- _Text to read_

Mountainside, New Jersey
March 31, 1998

MANAGEMENT'S DISCUSSION AND ANALYSIS OF FINANCIAL CONDITION
AND RESULTS OF OPERATIONS

Financial Condition

On September 12, 1996, the Company and Summit Bank, (the "Bank")
entered into a Loan and Security Agreement ("Term Note") for a
$300,000 renewable working capital line of credit expiring May 31,
1997. At April 23, 1997 the Term Note was renewed until May 31,
1998, and increased to the amount of $750,000. The Bank was granted
a security interest in substantially all the Company's assets. As
at December 31, 1997, the Company had borrowed $750,000 under the
Term Note. On November 5, 1997 the Bank notified the Company that
covenants under the Credit Agreement to maintain certain levels of
debt to tangible net worth and current assets to current
liabilities were not met on the Company's financial statements.
Payments of interest are being met in accordance with the terms of
the Note. The Bank has not made a demand for the principal amount
of the Term Note. The Bank has made it known that it will not renew
the Term Note on May 31, 1998. The Company is actively pursuing
available alternate financing sources; however, there is no
assurance that alternate sources can be found. If the Term Note is
not replaced, this would have a material adverse effect that may
cause insolvency proceedings.

During 1997, the Company has not been able to generate a positive
cash flow from operations.

At December 31, 1997, the Company's cash and cash equivalents
totaled $47,000 as compared to $661,000 at December 31, 1996.
Contributing to the change in cash between years was cash used in
operating activities of $1,255,000 in 1997 and cash provided by
operating activities of $579,000 in 1996. The principal reason for
cash being used in operating activities in 1997 was the loss from
operations and paying of Accounts Payable. The principal reason for
cash being provided by operating activities in 1996 was the
prepayment of License Fees. (See Note 4 of the Notes to
Consolidated Financial Statements.)

During November 1996, the Company and the domestic Licensee agreed
to a prepayment of the remaining balance of the fees due under a
six-year License Agreement. In addition, the Licensee exercised its
option to purchase the "Tenney" trademark.(See Note 4 of the Notes
to Consolidated Financial Statements.)

The Company is engaged in one industry segment: the engineering,
marketing and manufacturing of diversified high-technology vacuum
systems for space simulation, optic coating and sputtering; and
provides service, refurbishing, upgrading, installation and sale or
rental of reconditioned test equipment.

- _Dataset section_
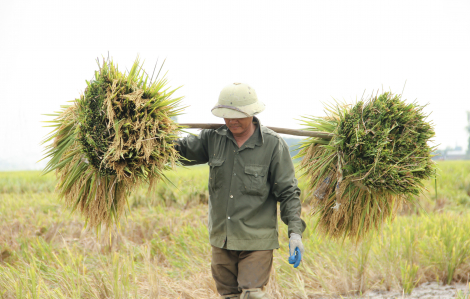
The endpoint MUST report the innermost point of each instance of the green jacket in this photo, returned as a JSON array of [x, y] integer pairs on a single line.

- _Your tasks_
A – Answer these three questions from the financial discussion:
(i) To what amount was the Term Note increased when it was renewed?
(ii) What did the Company's cash and cash equivalents total at December 31, 1997?
(iii) Which trademark did the Licensee exercise its option to purchase?
B – Carry the financial discussion forward with the next paragraph.
Nothing in the data is needed here.

- _Task-by-task outputs_
A –
(i) $750,000
(ii) $47,000
(iii) The "Tenney" trademark

B –
The Company formerly had employees who were members of a union and
contributed to a multi-employer pension plan for such employees in
accordance with a collective bargaining agreement based on monthly
hours worked. Due to the cessation of manufacturing operations at
the Company's Union, New Jersey, facility (see Note 3 of the Notes
to Consolidated Financial Statements), the Company ceased being a
participant in the multi-employer pension plan in February 1993. 
Under the Multi-Employer Pension Plan Amendments Act of 1980, the
Company may, under certain circumstances, become subject to
liabilities in excess of contributions made under its collective
bargaining agreement.

During the fourth quarter of 1993, the Company received a demand
from the Sheet Metal Workers' National Pension Fund (the "Fund")
for payment of a withdrawal liability from its union employees'
multi-employer pension plan in the amount of $529,743, to be paid
in quarterly payments starting in January, 1994. The Company
engaged counsel to advise it in these matters and made a provision
for this amount in the 1993 Consolidated Financial Statements.  The
Company failed to make the first payment when due in January 1994. 
In December 1994, the Company received from the Fund a modified
calculation of the withdrawal liability in the amount of $502,665.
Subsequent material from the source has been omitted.